The GG unit commendation has been presented to a few Regiments recently to recognize actions overseas.  Quite rightly, too.  These awards seem to me to have a divisive effect later on as it is also an individual award.  IMHO with the number of casualties and stellar performance in Kandahar, the PPCLI should be awarded a Battle Honour for the colours.  Once again, IMHO these have a more unifying effect on the soldiers as they belong to all the members, and passes on the history of the Regiment to even the newest member.

It avoids the 'I was actually there and earned it' syndrome.  Or in this age is the GG award the most appropriate?  A battle honour award would be significant and also teach newer generations the significance of what's already on the Regimental colours.  

Any thoughts?


----------



## geo (6 Aug 2006)

Interesting point....
Units and troops who fought in Korea earned their unit(s) a "Korea" battle honour.
2VP also earned a US presidential citation.

because we're in a peacemaking role, I would  venture to say that an "Afghanistan" battle honour should be considered.


----------



## Teddy Ruxpin (6 Aug 2006)

Gents:  already being discussed here:

http://forums.army.ca/forums/threads/27435.0.html


----------



## GunnerO (7 Aug 2006)

Geo Thanks I'm glad you mentioned the PPCLI in Koreafor winning that battle honour, it was at Kap Yong.Korea was also considered a "police action" at the time,what ever that means. So what is Afganistan? A war,a conflict, a police action? Oh did the Van doos win a battle honour for Korea as well?


----------



## Michael OLeary (7 Aug 2006)

• DATA SHOWN:

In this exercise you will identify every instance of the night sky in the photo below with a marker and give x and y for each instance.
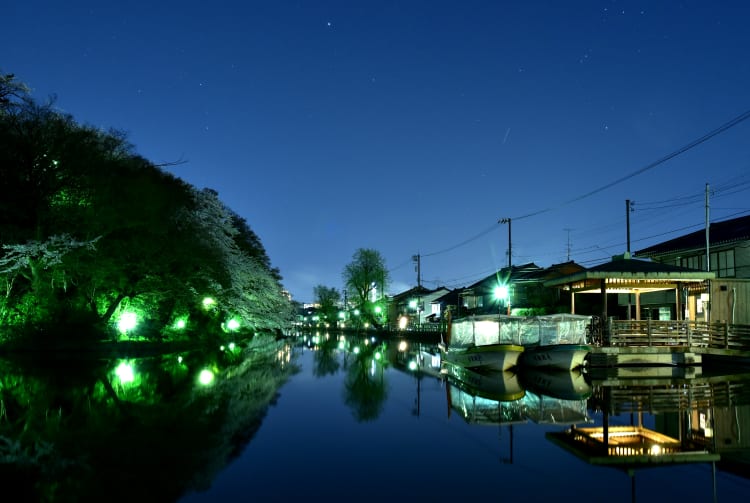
(412, 127)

• EXERCISE AIM:
According to the forum thread, what did 2VP also earn besides the "Korea" battle honour? The listing has nothing to do with the forum thread.

• EXPECTED ANSWER:
A US presidential citation.